··· EXERCISE MATERIAL ···

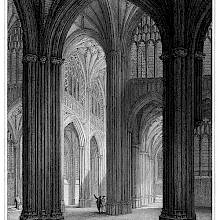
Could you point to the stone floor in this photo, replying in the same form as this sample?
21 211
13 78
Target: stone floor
138 214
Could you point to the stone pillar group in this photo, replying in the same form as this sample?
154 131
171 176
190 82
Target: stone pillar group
41 138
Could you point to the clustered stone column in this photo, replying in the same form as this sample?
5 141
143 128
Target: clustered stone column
136 194
41 138
178 122
82 177
118 170
199 56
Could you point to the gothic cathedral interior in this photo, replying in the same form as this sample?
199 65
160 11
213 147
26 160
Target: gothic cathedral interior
109 98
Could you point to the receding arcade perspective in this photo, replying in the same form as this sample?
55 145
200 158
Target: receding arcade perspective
109 102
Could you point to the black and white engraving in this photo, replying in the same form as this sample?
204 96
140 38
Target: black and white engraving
109 109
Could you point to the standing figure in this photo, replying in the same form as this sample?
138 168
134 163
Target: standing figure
98 202
103 204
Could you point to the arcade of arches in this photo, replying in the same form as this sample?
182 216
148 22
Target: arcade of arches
109 97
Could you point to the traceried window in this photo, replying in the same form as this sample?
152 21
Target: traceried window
74 82
97 102
203 149
146 49
207 50
15 53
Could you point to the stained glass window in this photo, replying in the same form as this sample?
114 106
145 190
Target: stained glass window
146 49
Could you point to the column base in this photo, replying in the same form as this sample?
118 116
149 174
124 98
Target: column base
118 208
136 203
84 203
179 215
30 216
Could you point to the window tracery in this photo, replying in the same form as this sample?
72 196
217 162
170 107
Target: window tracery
15 53
146 48
74 82
207 50
203 149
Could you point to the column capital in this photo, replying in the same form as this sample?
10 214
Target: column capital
56 60
81 147
43 59
100 156
113 52
165 56
136 146
179 52
200 55
30 58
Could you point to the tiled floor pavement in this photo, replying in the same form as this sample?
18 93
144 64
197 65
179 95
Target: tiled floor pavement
138 214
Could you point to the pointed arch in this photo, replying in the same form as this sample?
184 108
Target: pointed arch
79 128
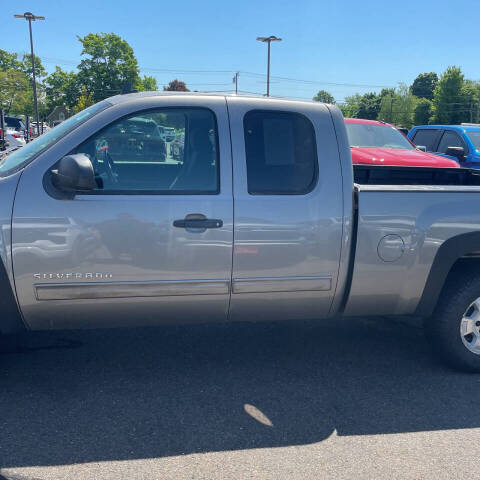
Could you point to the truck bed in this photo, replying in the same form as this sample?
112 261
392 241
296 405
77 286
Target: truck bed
394 175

···

→ **PROBLEM**
Where a picture appears in the material above, skip it, and print the rest exactly.

→ **SOLUTION**
Could you point to the stone floor in this photo, replying in the same form as this sample?
21 211
13 78
Target: stone floor
138 214
Could you point to the stone pillar group in this photo, replying in the same form as this sample?
154 131
171 176
190 82
Target: stone pillar group
41 138
Could you point to the clustered stone column in this photo, replying in the same form as this sample?
5 141
143 128
Target: clustered stone column
136 194
41 138
178 122
82 177
118 170
199 56
Could you point to the gothic cathedral interior in this photo, replying in the same form as this sample?
199 65
160 11
213 147
26 160
Target: gothic cathedral interior
109 98
Could you point to the receding arcade perspective in this photo, replying in the same form as this sample?
55 145
200 158
Target: receding arcade perspective
109 102
Could you point to the black and white engraving in this photo, replying in the same form as this sample?
204 96
140 38
Target: black and white engraving
109 109
Could you point to the standing figure in this photo, replying in the same form as this sample?
138 168
134 163
Target: standing figure
98 202
103 204
Could you point to the arcade of arches in this photo, replying in the same form as this sample?
182 216
148 22
Target: arcade of arches
109 97
Could you point to the traceried window in this photo, replying in the same form as this sample?
152 21
Target: traceried window
74 82
97 102
203 149
146 49
207 50
15 53
Could you point to the stained glass window in this photo, replying in the same form as this sample?
114 106
145 190
Target: stained glass window
146 49
Could you point to the column base in this photo, replying in the same form as this sample?
118 116
149 174
124 98
Target: column base
118 208
136 203
84 203
179 215
30 216
Could you point to the window tracery in this photo, replying in the same form as this sample?
72 196
217 162
170 107
Target: window tracery
15 53
146 48
74 82
207 50
203 149
Could you point to the column capital in this photo, replying in the same form as this sample?
10 214
Target: column capital
56 60
81 147
43 59
100 156
113 52
165 56
136 146
179 52
200 55
30 58
Could you point to the tiled floor pavement in this photo, replying in the same form as this sample?
18 93
144 64
197 65
179 95
Target: tiled floor pavement
138 214
Could you point to the pointed arch in this photo, replying in the same form as this sample?
184 108
Target: pointed arch
79 128
Could you point to the truck bed in this photo, replying in the same form as this sample?
112 261
392 241
296 405
77 286
Target: truck bed
394 175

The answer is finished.